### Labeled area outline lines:
===============
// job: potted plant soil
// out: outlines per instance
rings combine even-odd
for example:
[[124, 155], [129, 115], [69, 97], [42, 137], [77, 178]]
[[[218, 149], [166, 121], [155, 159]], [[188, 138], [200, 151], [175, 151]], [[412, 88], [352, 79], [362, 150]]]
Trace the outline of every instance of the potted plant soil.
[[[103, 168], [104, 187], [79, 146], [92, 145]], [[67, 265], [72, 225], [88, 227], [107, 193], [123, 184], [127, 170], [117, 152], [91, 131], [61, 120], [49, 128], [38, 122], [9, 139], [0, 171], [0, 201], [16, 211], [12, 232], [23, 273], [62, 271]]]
===============
### Task description:
Copy back every line above character for character, with nothing changed.

### Written response:
// job: potted plant soil
// out: outlines per instance
rings combine even-odd
for example:
[[124, 155], [129, 115], [69, 97], [42, 137], [77, 178]]
[[[218, 149], [166, 121], [155, 159]], [[188, 138], [200, 151], [175, 151]], [[412, 88], [352, 79], [362, 150]]]
Trace the outline of every instance of the potted plant soil.
[[[103, 168], [104, 187], [79, 146], [92, 145]], [[67, 265], [72, 225], [88, 227], [107, 193], [123, 184], [127, 170], [117, 152], [91, 131], [61, 120], [49, 128], [38, 122], [9, 139], [0, 171], [0, 201], [16, 211], [12, 232], [23, 273], [62, 271]]]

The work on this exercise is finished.